* EXCERPT PROVIDED
______________________________
# 70 GTO Vacuum diagram



## hurlbird (Jan 17, 2021)

The factory shop manual kind of assumes "then magic happens".. specifically the diagrams give direction assuming you are very familiar. Is there a source that gets really specific? I want to make sure I have the lines connected to the engine exact. 400 auto car with AC. Like to know hose colors, T's, point of origin and destination. Any ideas of help would be appreciated. thanks!!! -John


----------



## O52 (Jan 27, 2019)

Original California car with the evaporation canister ?


----------



## hurlbird (Jan 17, 2021)

O52 said:


> Original California car with the evaporation canister ?


NO.


----------



## O52 (Jan 27, 2019)

From the 70 Service Manual

You would use the right side view. You should use all the components listed for a factory correct system. If you don't care about the TCS, just bypass the valve and connect straight to the carb adapter 

Does not specify hose colors but white stripe was used on the air cleaner


----------



## hurlbird (Jan 17, 2021)

Thanks... i have a dual snorkel cleaner anyone know how that is connected? Also looking to get the cabin temperature/heat proper. looking for those connections.


----------



## O52 (Jan 27, 2019)

A/C Vacuum. Vacuum source is from the Carb base as previously shown









Air Cleaner; The line to the two vacuum canisters is T'd and runs to the sensor at the bottom of the Air Cleaner base as shown previously. A line from the other sensor nipple runs to the intake manifold fitting


----------



## hurlbird (Jan 17, 2021)
______________________________
* GIVEN INFORMATION
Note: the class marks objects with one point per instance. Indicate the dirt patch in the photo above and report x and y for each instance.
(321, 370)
______________________________
* EXERCISE DIRECTIONS
Write the next part of the forum thread about the '70 GTO vacuum diagram, starting right after its final line.

* RESULT FOR THIS TASK
great thanks so much. ill check it out. -John


----------



## hurlbird (Jan 17, 2021)

Ed what page and which manual did the vacuum schematic come from? I cannot find it in my manuals. Thanks


----------



## O52 (Jan 27, 2019)

70 Service Manual, chapter 1A page 83 for the interior A/C, chapter 6D for the engine vacuum.
The drawing I used above is from a 69. My apologies. 
This one is for a 70.


----------



## hurlbird (Jan 17, 2021)

O52 said:


> 70 Service Manual, chapter 1A page 83 for the interior A/C, chapter 6D for the engine vacuum.
> The drawing I used above is from a 69. My apologies.
> This one is for a 70.
> 
> View attachment 140110


Moving right along. Quick question.. is the enclosed yellow/orange pig tail for an accessory? It is in the radio power harness. Any ideas? thanks


----------



## O52 (Jan 27, 2019)

I'm thinking courtesy lights


----------



## hurlbird (Jan 17, 2021)

Thanks Ed. hmm not 8 track or something? like i said same harness as the radio and is of course center of the dash... I don't see a female receptacle for it anywhere...


----------



## hurlbird (Jan 17, 2021)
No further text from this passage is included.